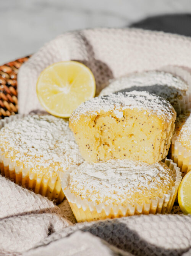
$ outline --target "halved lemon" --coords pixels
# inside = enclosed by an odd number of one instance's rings
[[[48,112],[69,117],[79,105],[94,96],[96,83],[91,71],[85,65],[63,61],[41,72],[36,91],[40,104]]]
[[[184,213],[191,213],[191,171],[185,175],[180,183],[178,199],[180,209]]]

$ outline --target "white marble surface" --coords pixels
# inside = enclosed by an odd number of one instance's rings
[[[191,13],[189,0],[0,0],[0,64],[66,31],[125,27],[158,14]]]

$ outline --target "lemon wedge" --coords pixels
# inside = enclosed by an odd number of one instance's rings
[[[191,213],[191,171],[183,178],[178,194],[178,203],[184,213]]]
[[[85,65],[63,61],[41,72],[36,91],[40,104],[48,112],[69,117],[79,105],[94,96],[96,83],[91,71]]]

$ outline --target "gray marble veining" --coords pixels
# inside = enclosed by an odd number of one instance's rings
[[[188,0],[0,0],[0,64],[69,30],[125,27],[146,17],[191,13]]]

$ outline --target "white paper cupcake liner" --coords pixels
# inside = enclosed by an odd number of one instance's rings
[[[177,134],[175,134],[172,139],[171,148],[171,158],[177,164],[183,177],[191,170],[191,152],[183,147],[178,141]]]
[[[97,204],[87,199],[82,199],[80,196],[76,196],[71,193],[68,188],[70,173],[64,176],[63,173],[60,173],[59,175],[64,193],[78,222],[141,214],[169,213],[174,204],[182,177],[180,168],[172,160],[166,159],[163,162],[176,174],[175,185],[162,198],[150,199],[149,203],[144,203],[141,205],[136,203],[135,205],[128,204],[124,206],[120,204],[114,206],[112,203],[109,205],[104,203]]]
[[[0,120],[0,129],[5,124],[24,116],[24,115],[16,114]],[[24,168],[22,164],[18,165],[16,161],[5,157],[3,152],[0,149],[0,173],[2,175],[17,184],[32,190],[36,193],[47,197],[58,203],[62,202],[64,194],[58,175],[50,175],[49,177],[45,175],[40,176],[37,173],[31,172],[31,168]]]

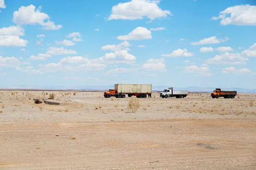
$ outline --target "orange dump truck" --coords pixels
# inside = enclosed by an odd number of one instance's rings
[[[115,89],[109,89],[104,93],[104,97],[124,98],[127,94],[129,97],[135,96],[137,98],[145,98],[147,96],[151,97],[151,93],[152,85],[116,84]]]
[[[234,99],[236,95],[236,91],[222,91],[220,88],[216,88],[211,94],[213,99],[218,99],[219,97],[223,97],[224,99]]]

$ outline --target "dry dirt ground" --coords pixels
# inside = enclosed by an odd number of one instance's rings
[[[159,95],[1,91],[0,170],[256,169],[256,94]]]

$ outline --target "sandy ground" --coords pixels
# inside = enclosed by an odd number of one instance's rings
[[[256,94],[129,99],[0,91],[0,169],[256,170]]]

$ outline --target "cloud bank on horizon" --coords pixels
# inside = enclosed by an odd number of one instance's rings
[[[255,88],[251,1],[91,1],[0,0],[2,85]]]

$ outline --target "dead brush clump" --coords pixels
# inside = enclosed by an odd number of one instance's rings
[[[55,96],[56,96],[56,95],[54,94],[54,93],[52,93],[51,94],[49,95],[49,99],[54,99],[54,98],[55,98]]]
[[[134,96],[131,97],[128,102],[128,109],[131,110],[132,113],[136,112],[140,106],[140,101]]]
[[[250,107],[253,106],[253,100],[251,100],[249,102],[249,105]]]

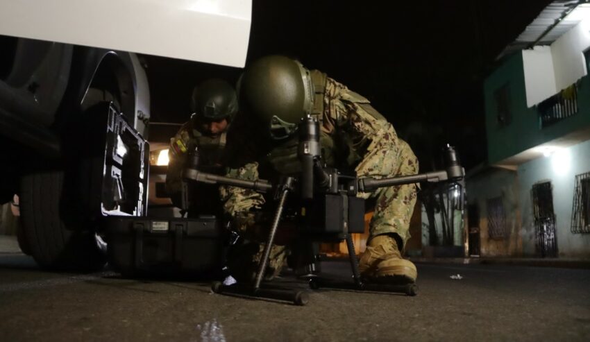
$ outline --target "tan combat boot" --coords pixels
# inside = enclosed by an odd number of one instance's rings
[[[395,239],[389,235],[377,235],[369,241],[359,271],[363,277],[378,282],[407,284],[418,277],[416,266],[402,259]]]

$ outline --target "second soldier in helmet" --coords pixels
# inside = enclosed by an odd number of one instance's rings
[[[360,177],[380,178],[417,173],[418,160],[391,123],[369,101],[321,71],[310,71],[283,56],[262,58],[248,66],[239,85],[241,117],[250,123],[235,144],[228,176],[273,179],[296,174],[297,135],[306,115],[320,122],[322,159],[330,166],[348,169]],[[231,166],[231,165],[230,165]],[[267,202],[251,190],[221,188],[224,209],[234,226],[246,235],[260,229],[259,212]],[[416,266],[401,257],[410,238],[410,219],[416,203],[414,185],[361,193],[374,207],[369,240],[360,262],[363,276],[387,282],[413,282]],[[256,269],[262,245],[244,246],[230,258],[235,277],[248,279]],[[267,275],[283,266],[285,246],[273,247]],[[239,253],[237,253],[239,254]]]
[[[190,119],[170,139],[169,163],[166,186],[172,202],[182,207],[181,174],[190,153],[199,150],[199,168],[205,172],[224,171],[221,157],[226,148],[228,129],[237,113],[237,97],[233,87],[221,79],[205,80],[194,87],[191,96]],[[187,185],[189,216],[219,214],[217,187]]]

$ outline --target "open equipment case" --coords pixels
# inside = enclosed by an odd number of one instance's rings
[[[146,216],[149,144],[113,105],[106,117],[101,234],[110,266],[124,276],[219,275],[226,235],[215,216]]]

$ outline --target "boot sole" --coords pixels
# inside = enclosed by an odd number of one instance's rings
[[[412,267],[407,266],[394,266],[387,267],[379,267],[374,273],[374,278],[393,278],[391,280],[404,281],[408,282],[416,282],[418,277],[418,271]]]
[[[384,285],[407,285],[414,284],[416,279],[412,279],[407,275],[381,275],[366,277],[366,280],[373,284],[382,284]]]

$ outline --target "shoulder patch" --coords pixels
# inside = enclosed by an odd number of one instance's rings
[[[367,100],[366,98],[351,90],[348,90],[342,94],[342,100],[355,103],[371,103],[371,101]]]

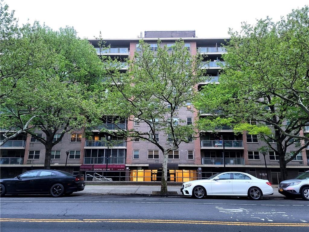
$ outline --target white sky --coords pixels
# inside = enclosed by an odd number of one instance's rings
[[[200,38],[228,37],[229,28],[254,24],[267,15],[274,21],[308,0],[5,0],[20,25],[28,19],[54,30],[74,26],[81,38],[134,38],[140,32],[196,31]]]

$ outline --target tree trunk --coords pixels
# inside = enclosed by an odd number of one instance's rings
[[[163,163],[162,165],[162,178],[161,179],[161,193],[167,193],[167,153],[163,153]]]

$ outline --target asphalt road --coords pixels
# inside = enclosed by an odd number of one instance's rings
[[[309,202],[298,200],[13,196],[0,210],[1,232],[309,231]]]

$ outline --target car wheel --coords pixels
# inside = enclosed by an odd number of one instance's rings
[[[192,196],[195,198],[200,199],[206,195],[206,191],[201,186],[197,186],[192,191]]]
[[[61,184],[55,184],[50,188],[50,195],[54,197],[61,196],[64,193],[64,187]]]
[[[252,200],[259,200],[262,197],[262,191],[256,187],[252,187],[248,191],[248,196]]]
[[[5,195],[5,187],[2,184],[0,184],[0,196]]]
[[[302,197],[306,200],[309,200],[309,187],[305,187],[302,189]]]

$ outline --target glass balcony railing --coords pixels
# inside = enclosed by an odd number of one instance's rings
[[[223,47],[200,47],[198,50],[201,53],[223,53],[226,52],[225,48]]]
[[[0,158],[0,164],[22,164],[23,158]]]
[[[24,148],[26,141],[24,140],[9,140],[1,146],[3,148]]]
[[[223,141],[222,140],[201,140],[201,148],[223,147]],[[242,140],[225,140],[224,147],[243,148]]]
[[[209,62],[203,61],[202,62],[202,68],[216,68],[221,67],[221,65],[223,66],[225,66],[225,61],[210,61]]]
[[[126,141],[125,140],[112,140],[109,142],[110,147],[125,147]],[[86,140],[85,143],[85,147],[107,147],[106,142],[100,140]]]
[[[202,164],[223,165],[223,158],[202,158]],[[243,158],[226,158],[225,164],[227,165],[242,165],[245,164],[245,159]]]
[[[100,49],[95,48],[97,54],[99,54]],[[116,53],[116,54],[129,54],[129,49],[128,48],[110,48],[103,49],[101,49],[101,54],[108,54],[109,53]]]
[[[87,157],[84,158],[84,164],[124,164],[125,157],[108,157],[108,161],[106,157]]]

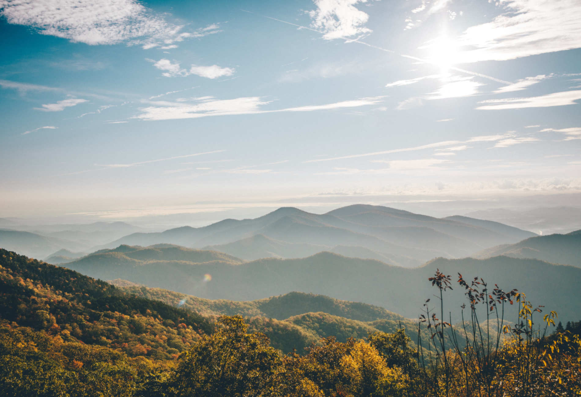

→ Task directions: Lay out every line of the data above as a numbered list, skipping blank lines. Leave the pictures out of your answer.

→ Problem solution:
1. $ outline --target "halved lemon" --coords pixels
2. # inside = enclosed by an odd number of one instance's rings
3. [[[48,112],[69,117],[79,105],[94,96],[96,83],[91,71],[85,65],[63,61],[41,72],[36,91],[40,104]]]
4. [[[184,213],[191,213],[191,171],[185,175],[180,183],[178,199],[180,209]]]
5. $ outline --target "white marble surface" --coords pixels
6. # inside = enclosed by an odd number of one instance's rings
7. [[[191,13],[189,0],[0,0],[0,64],[66,31],[125,27],[158,14]]]
8. $ outline --target "lemon wedge" --coords pixels
9. # inside = enclosed by an odd number of one instance's rings
10. [[[191,213],[191,171],[183,178],[178,194],[178,203],[184,213]]]
11. [[[85,65],[63,61],[41,72],[36,91],[40,104],[48,112],[69,117],[79,105],[94,96],[96,83],[91,71]]]
12. $ outline --target "gray marble veining" --coords pixels
13. # inside = enclosed by an odd number of one instance's rings
14. [[[188,0],[0,0],[0,64],[69,30],[125,27],[146,17],[191,13]]]
15. $ outline --target "white paper cupcake liner" --coords pixels
16. # inside = enclosed by an odd number of one instance's rings
17. [[[177,134],[175,134],[172,139],[171,148],[171,158],[177,164],[183,177],[191,170],[191,152],[183,147],[178,141]]]
18. [[[97,204],[87,199],[82,199],[80,196],[76,196],[71,193],[68,188],[70,173],[64,176],[63,173],[60,173],[59,175],[64,193],[78,222],[141,214],[169,213],[174,204],[182,177],[180,168],[172,160],[166,159],[163,162],[176,174],[175,185],[162,198],[150,199],[149,203],[144,203],[141,205],[136,203],[135,205],[128,204],[124,206],[120,204],[114,206],[112,203],[109,205],[104,203]]]
19. [[[0,120],[0,129],[5,124],[24,116],[24,115],[16,114]],[[24,168],[22,164],[18,165],[16,161],[5,157],[3,152],[0,149],[0,173],[2,175],[17,184],[32,190],[36,193],[47,197],[58,203],[62,202],[64,194],[58,175],[50,175],[49,177],[45,175],[40,176],[37,173],[31,172],[31,168]]]
20. $ outline --target "orange dump truck" --coords pixels
21. # inside = enclosed by an odd number of one instance's rings
22. [[[115,89],[109,89],[104,93],[104,97],[124,98],[127,94],[129,97],[135,96],[137,98],[145,98],[147,96],[151,97],[151,93],[152,85],[116,84]]]
23. [[[234,99],[236,95],[236,91],[222,91],[220,88],[216,88],[211,94],[213,99],[218,99],[219,97],[223,97],[224,99]]]
24. $ outline --target "dry dirt ground" --coords pixels
25. # inside = enclosed by an odd number of one instance's rings
26. [[[159,95],[1,91],[0,170],[256,169],[256,94]]]
27. $ outline --target "sandy ground" --coords pixels
28. # inside = enclosed by an odd number of one instance's rings
29. [[[256,94],[129,99],[0,91],[0,169],[256,170]]]
30. $ outline --target "cloud bank on horizon" --coords pixels
31. # inside = enclosed by an odd number of one instance's rings
32. [[[255,88],[251,1],[91,1],[0,0],[2,85]]]
33. $ outline --target "dead brush clump" --coords pixels
34. # inside = enclosed by an odd number of one instance's rings
35. [[[55,96],[56,96],[56,95],[54,94],[54,93],[52,93],[51,94],[49,95],[49,99],[54,99],[54,98],[55,98]]]
36. [[[134,96],[131,97],[128,102],[128,109],[131,110],[132,113],[136,112],[140,106],[140,101]]]
37. [[[250,107],[253,106],[253,100],[251,100],[249,102],[249,105]]]
38. $ outline --target "tan combat boot" --coords pixels
39. # inside = enclosed by an odd number of one instance's rings
40. [[[395,239],[389,235],[377,235],[369,241],[359,271],[363,277],[378,282],[407,284],[418,277],[416,266],[402,259]]]
41. $ outline --target "second soldier in helmet" --coords pixels
42. # inside = enclosed by an odd number of one instance's rings
43. [[[360,177],[380,178],[417,173],[418,160],[391,123],[369,101],[321,71],[310,71],[283,56],[262,58],[248,66],[239,85],[241,117],[250,123],[235,144],[228,176],[273,179],[296,174],[297,135],[306,115],[320,122],[322,159],[330,166],[348,169]],[[231,166],[231,165],[230,165]],[[267,202],[251,190],[221,188],[224,209],[234,226],[246,235],[260,229],[259,212]],[[416,266],[401,257],[410,238],[410,219],[416,203],[414,185],[361,193],[374,207],[369,240],[360,262],[363,276],[387,282],[413,282]],[[256,269],[262,245],[244,246],[230,258],[235,277],[248,279]],[[267,275],[283,266],[285,246],[273,247]],[[239,253],[237,253],[239,254]]]
44. [[[190,119],[170,139],[169,163],[166,186],[172,202],[182,207],[181,174],[190,153],[199,150],[199,168],[205,172],[224,171],[221,157],[226,148],[228,129],[237,113],[237,97],[233,87],[221,79],[205,80],[194,87],[191,96]],[[187,185],[189,216],[219,214],[217,187]]]
45. $ outline --target "open equipment case" --coords pixels
46. # inside = enclosed by an odd number of one instance's rings
47. [[[146,216],[149,144],[113,105],[106,117],[101,234],[110,266],[124,276],[219,275],[226,235],[215,216]]]
48. $ outline --target "boot sole" --coords pixels
49. # inside = enclosed by an odd number of one instance's rings
50. [[[412,267],[407,266],[394,266],[387,267],[379,267],[374,273],[374,278],[393,278],[391,280],[404,281],[408,282],[416,282],[418,277],[418,271]]]
51. [[[384,285],[407,285],[414,284],[416,279],[412,279],[407,275],[381,275],[366,277],[366,280],[373,284],[382,284]]]
52. $ outline --target "shoulder patch" --coords pixels
53. # inside = enclosed by an odd number of one instance's rings
54. [[[367,100],[366,98],[351,90],[348,90],[342,94],[342,100],[355,103],[371,103],[371,101]]]
55. $ outline --target white sky --coords pixels
56. # inside = enclosed by an odd number of one instance's rings
57. [[[200,38],[228,37],[229,28],[254,24],[267,15],[274,21],[308,0],[5,0],[20,25],[28,19],[54,30],[74,26],[81,38],[134,38],[140,32],[196,31]]]
58. $ outline --target tree trunk --coords pixels
59. # inside = enclosed by an odd number of one instance's rings
60. [[[163,163],[162,165],[162,178],[161,179],[161,193],[167,193],[167,153],[163,153]]]
61. $ outline --target asphalt road --coords pixels
62. # inside = enclosed by an odd number of one instance's rings
63. [[[309,202],[298,200],[13,196],[0,210],[1,232],[309,231]]]
64. $ outline --target car wheel --coords pixels
65. # inside = enclosed by an odd number of one instance's rings
66. [[[192,196],[195,198],[200,199],[206,195],[206,191],[201,186],[197,186],[192,191]]]
67. [[[61,184],[55,184],[50,188],[50,195],[54,197],[61,196],[64,193],[64,187]]]
68. [[[252,200],[259,200],[262,197],[262,191],[256,187],[252,187],[248,191],[248,196]]]
69. [[[5,195],[5,187],[2,184],[0,184],[0,196]]]
70. [[[302,197],[306,200],[309,200],[309,187],[305,187],[302,189]]]
71. $ outline --target glass balcony railing --coords pixels
72. # inside = enclosed by an odd number of one instance's rings
73. [[[223,47],[200,47],[198,50],[201,53],[223,53],[226,52],[225,48]]]
74. [[[0,158],[0,164],[22,164],[23,158]]]
75. [[[24,148],[26,141],[24,140],[9,140],[1,146],[3,148]]]
76. [[[223,141],[222,140],[201,140],[201,148],[223,147]],[[242,140],[225,140],[224,147],[243,148]]]
77. [[[209,62],[203,61],[202,62],[202,68],[216,68],[221,67],[221,65],[223,66],[225,66],[225,61],[210,61]]]
78. [[[126,141],[125,140],[112,140],[109,142],[110,147],[125,147]],[[86,140],[85,143],[85,147],[107,147],[106,142],[100,140]]]
79. [[[202,164],[223,165],[223,158],[202,158]],[[243,158],[226,158],[225,164],[227,165],[242,165],[245,164],[245,159]]]
80. [[[100,49],[95,48],[97,54],[99,54]],[[116,53],[116,54],[129,54],[129,49],[128,48],[110,48],[103,49],[101,49],[101,54],[108,54],[109,53]]]
81. [[[87,157],[84,158],[84,164],[124,164],[125,157],[108,157],[108,161],[106,157]]]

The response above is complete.